- [Problem] Please return every line of the records below that holds the word "glove".
────────────────────
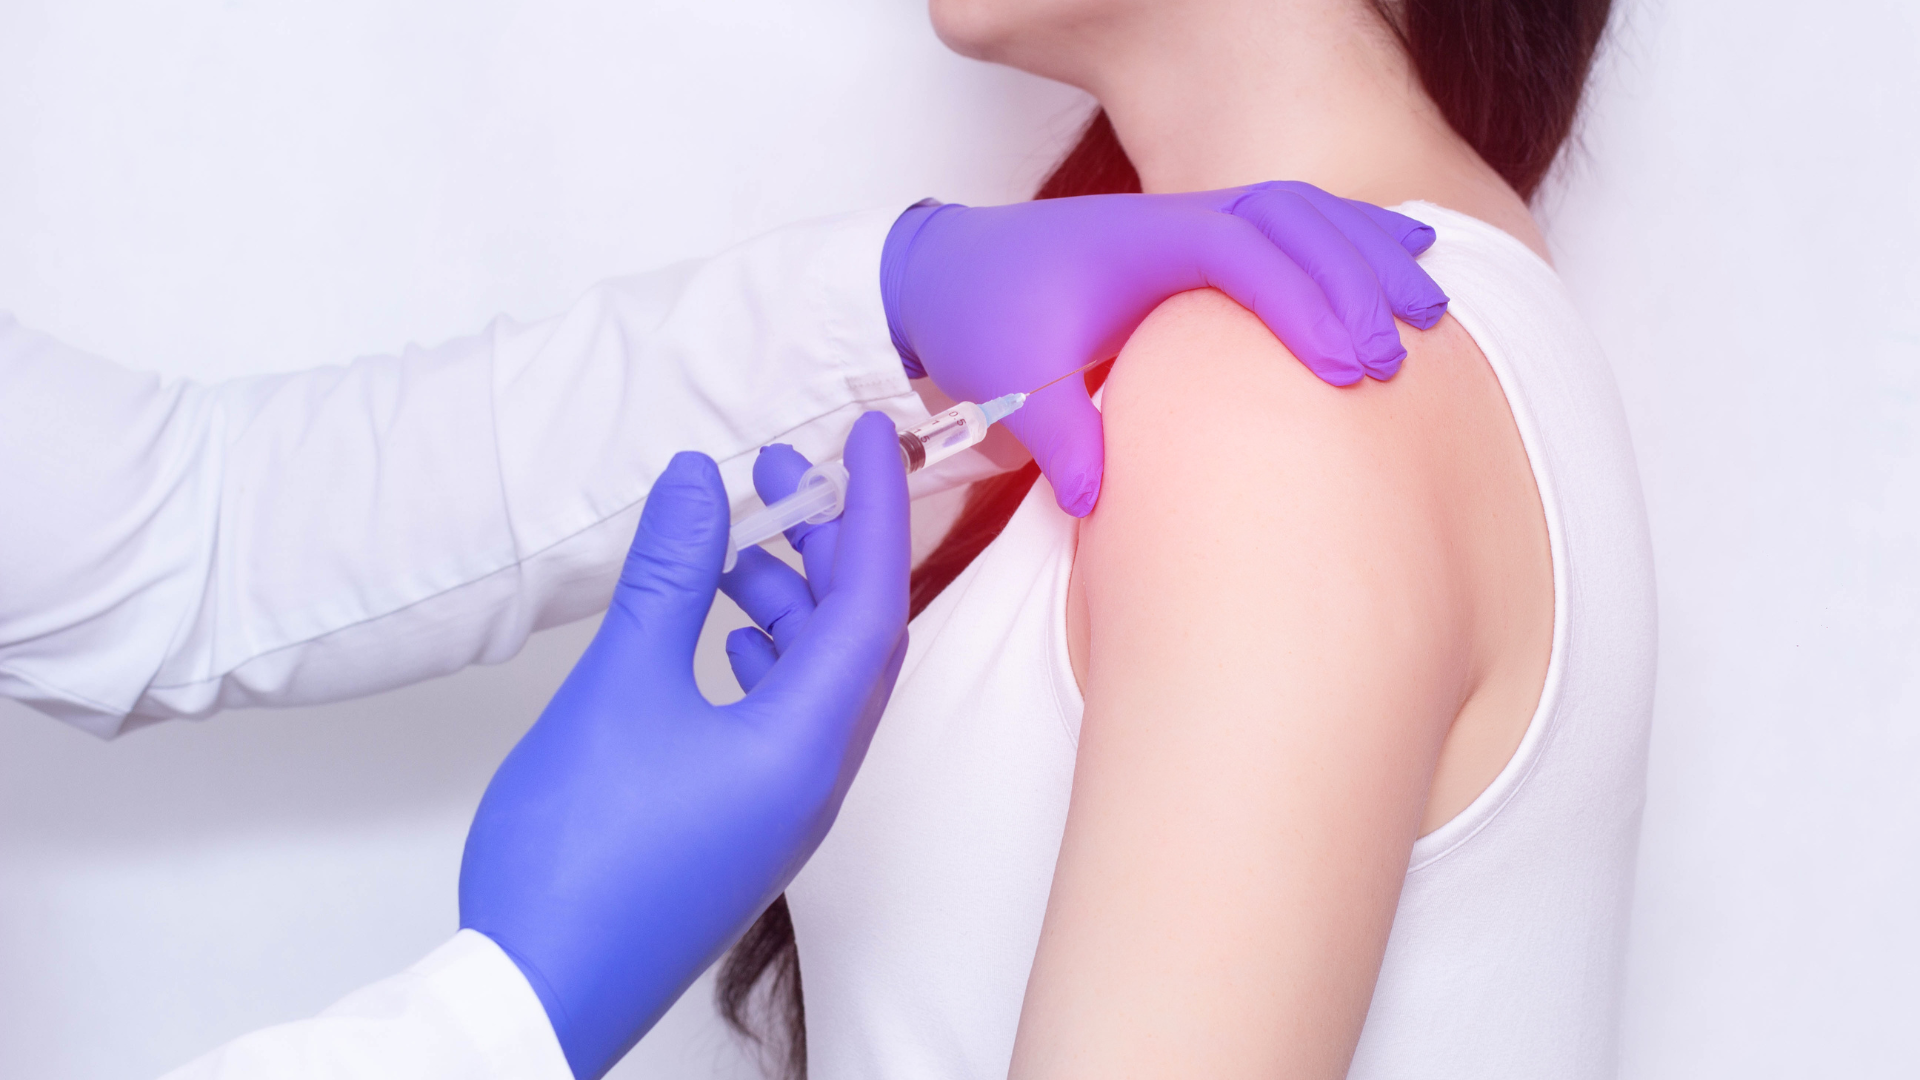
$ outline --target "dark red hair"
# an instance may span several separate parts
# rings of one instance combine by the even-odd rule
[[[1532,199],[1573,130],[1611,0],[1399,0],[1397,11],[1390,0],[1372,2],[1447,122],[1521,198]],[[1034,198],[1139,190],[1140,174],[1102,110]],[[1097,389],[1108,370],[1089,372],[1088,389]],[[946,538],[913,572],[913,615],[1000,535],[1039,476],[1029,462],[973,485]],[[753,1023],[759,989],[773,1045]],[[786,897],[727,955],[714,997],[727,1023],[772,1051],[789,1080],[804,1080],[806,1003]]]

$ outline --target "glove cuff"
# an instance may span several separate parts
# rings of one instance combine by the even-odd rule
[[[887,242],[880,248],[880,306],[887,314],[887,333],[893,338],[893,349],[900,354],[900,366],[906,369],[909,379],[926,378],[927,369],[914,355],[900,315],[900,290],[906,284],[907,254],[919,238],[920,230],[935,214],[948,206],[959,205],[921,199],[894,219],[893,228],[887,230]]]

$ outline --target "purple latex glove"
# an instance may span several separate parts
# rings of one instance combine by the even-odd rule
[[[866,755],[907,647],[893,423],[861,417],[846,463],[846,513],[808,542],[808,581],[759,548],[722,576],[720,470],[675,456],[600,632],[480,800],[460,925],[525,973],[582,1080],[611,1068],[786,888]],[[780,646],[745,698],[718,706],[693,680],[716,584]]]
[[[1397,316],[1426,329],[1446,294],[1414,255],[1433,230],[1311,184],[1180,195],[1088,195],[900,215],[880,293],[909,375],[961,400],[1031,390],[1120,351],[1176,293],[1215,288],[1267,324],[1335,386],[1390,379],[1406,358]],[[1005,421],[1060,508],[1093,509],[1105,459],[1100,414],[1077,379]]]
────────────────────
- [Finished task]
$ outline --target "glove cuff"
$ outline --target "purple latex glove"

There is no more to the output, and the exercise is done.